Quoted passage:

There are several ways to match the carb to the engine. Size, cam,
intended use, intake and wallet.
I have a 1990 5.0L with roller cam (stock) and added roller rockers
(which add some lift).
I believe the best way is to call the manufacturer, in my case Holley,
and ask for a match, based on the above, and then, and most important to
really make the carb work, find someone who knows what they are doing
and have the car dyno tuned.
You need to change jets, timing, spark gap to your car, or you are not
realizing the true potential of the engine. Just using a formula and
installing the carb is not the answer.
I am using the above engine, an F4B, and a Holley Double Pumper 650 cfm.
It is smooth over the entire range, and only stumbles at 1000 rpm or
less when I mash the throttle, as the double pumpers adds the the
secondary gas as opposed to the vac secondary carb.
So is this carb, ie the 650 too big, absolutely not.

Data lines:
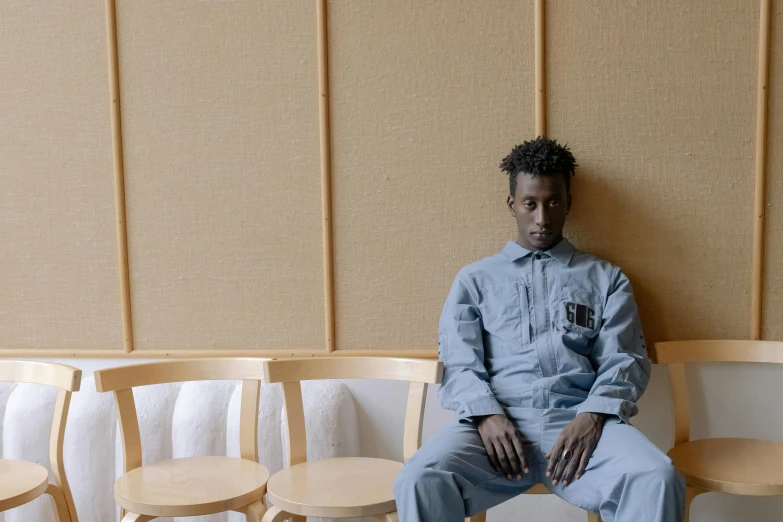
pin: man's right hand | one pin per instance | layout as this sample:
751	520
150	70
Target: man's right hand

Request:
Repeat the post on matching a carburetor to an engine word for word, from "I have a 1990" up to and including "big, absolutely not.".

Solution to this exercise:
I have a 1990 5.0L with roller cam (stock) and added roller rockers
(which add some lift).
I believe the best way is to call the manufacturer, in my case Holley,
and ask for a match, based on the above, and then, and most important to
really make the carb work, find someone who knows what they are doing
and have the car dyno tuned.
You need to change jets, timing, spark gap to your car, or you are not
realizing the true potential of the engine. Just using a formula and
installing the carb is not the answer.
I am using the above engine, an F4B, and a Holley Double Pumper 650 cfm.
It is smooth over the entire range, and only stumbles at 1000 rpm or
less when I mash the throttle, as the double pumpers adds the the
secondary gas as opposed to the vac secondary carb.
So is this carb, ie the 650 too big, absolutely not.